◆ Problem description: Copy out these rows again word for word, but leave out the pictures.

◆ Outline annotation rows:

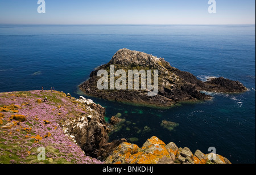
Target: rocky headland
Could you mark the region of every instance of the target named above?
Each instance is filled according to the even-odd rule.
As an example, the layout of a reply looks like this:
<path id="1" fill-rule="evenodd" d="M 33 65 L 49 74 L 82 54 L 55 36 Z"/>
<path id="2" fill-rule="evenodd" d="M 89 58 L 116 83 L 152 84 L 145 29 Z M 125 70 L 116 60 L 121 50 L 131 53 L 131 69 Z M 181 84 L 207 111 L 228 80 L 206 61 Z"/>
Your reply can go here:
<path id="1" fill-rule="evenodd" d="M 0 93 L 0 163 L 230 163 L 218 155 L 166 145 L 155 136 L 142 148 L 125 139 L 108 142 L 121 119 L 117 115 L 107 123 L 105 115 L 105 109 L 92 100 L 62 92 Z M 177 125 L 162 124 L 169 130 Z M 44 160 L 38 159 L 43 151 Z"/>
<path id="2" fill-rule="evenodd" d="M 128 86 L 126 86 L 126 89 L 99 89 L 97 83 L 101 77 L 97 75 L 101 70 L 106 70 L 108 72 L 108 87 L 110 87 L 110 65 L 114 65 L 115 70 L 124 70 L 126 75 L 129 74 L 129 70 L 150 70 L 152 71 L 158 70 L 158 93 L 155 96 L 148 96 L 150 91 L 141 88 L 141 85 L 137 90 L 130 89 Z M 115 80 L 120 78 L 116 75 L 114 76 Z M 134 79 L 133 80 L 133 84 L 135 84 L 134 81 L 137 80 Z M 141 79 L 139 82 L 141 83 Z M 240 82 L 222 77 L 213 78 L 207 82 L 201 81 L 191 73 L 171 66 L 163 58 L 127 49 L 120 49 L 109 63 L 97 67 L 91 72 L 89 79 L 80 84 L 79 87 L 86 94 L 102 99 L 159 106 L 170 106 L 180 101 L 204 100 L 212 98 L 202 91 L 237 93 L 247 89 Z"/>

◆ Result of this exercise:
Target: rocky headland
Could you mark the region of every instance of the target named above?
Each instance is filled according to the even-odd rule.
As an example, the layout of a reply looks like this:
<path id="1" fill-rule="evenodd" d="M 33 65 L 49 74 L 82 54 L 55 36 Z"/>
<path id="2" fill-rule="evenodd" d="M 89 58 L 116 83 L 152 84 L 145 29 Z M 125 70 L 116 60 L 121 50 L 131 53 L 131 69 Z M 181 84 L 207 111 L 228 80 L 206 61 Z"/>
Your reply can go here:
<path id="1" fill-rule="evenodd" d="M 0 93 L 0 163 L 230 163 L 218 155 L 166 145 L 155 136 L 142 148 L 125 139 L 108 142 L 121 119 L 117 115 L 107 123 L 105 115 L 105 109 L 92 100 L 62 92 Z M 177 125 L 162 124 L 169 130 Z M 44 160 L 38 159 L 43 151 Z"/>
<path id="2" fill-rule="evenodd" d="M 128 86 L 126 86 L 126 89 L 99 89 L 97 83 L 101 77 L 97 75 L 101 70 L 106 70 L 108 72 L 108 87 L 110 87 L 110 65 L 114 65 L 115 70 L 124 70 L 126 75 L 129 74 L 129 70 L 150 70 L 152 71 L 158 70 L 158 93 L 155 96 L 148 96 L 150 91 L 141 88 L 141 85 L 137 90 L 130 89 Z M 115 80 L 120 78 L 116 75 L 114 76 Z M 134 79 L 133 80 L 133 84 L 135 84 L 134 81 L 137 80 Z M 141 79 L 139 82 L 141 83 Z M 240 82 L 222 77 L 213 78 L 207 82 L 201 81 L 191 73 L 171 66 L 163 58 L 127 49 L 120 49 L 109 63 L 97 67 L 91 72 L 89 79 L 80 84 L 79 87 L 86 94 L 102 99 L 159 106 L 170 106 L 180 101 L 204 100 L 212 98 L 202 91 L 237 93 L 247 89 Z"/>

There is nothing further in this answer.